• [Direction]
Reproduce every item below word for word, leaving out the pictures.

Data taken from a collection
- - - - - - -

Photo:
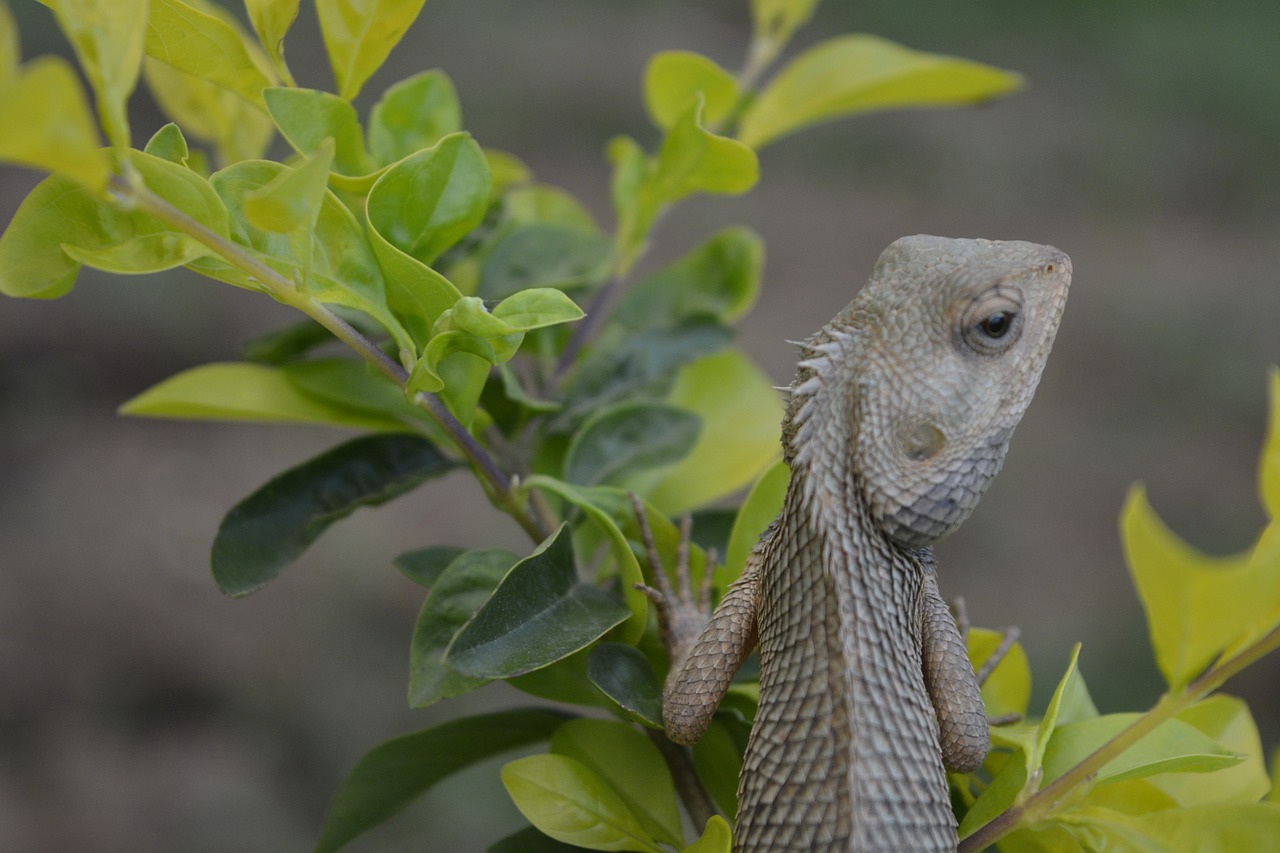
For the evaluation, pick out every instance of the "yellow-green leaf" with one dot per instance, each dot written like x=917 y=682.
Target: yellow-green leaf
x=108 y=39
x=10 y=54
x=1269 y=470
x=48 y=123
x=272 y=19
x=741 y=423
x=854 y=74
x=360 y=33
x=205 y=46
x=675 y=77
x=568 y=802
x=1198 y=606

- - - - - - -

• [Task response]
Photo:
For the evaluation, pick out every instance of the "yellow-green leaf" with one dot per instance, each dot written like x=917 y=682.
Target: yellow-green leaf
x=108 y=39
x=10 y=54
x=1269 y=470
x=48 y=123
x=272 y=19
x=741 y=423
x=854 y=74
x=360 y=33
x=205 y=46
x=675 y=77
x=568 y=802
x=1198 y=606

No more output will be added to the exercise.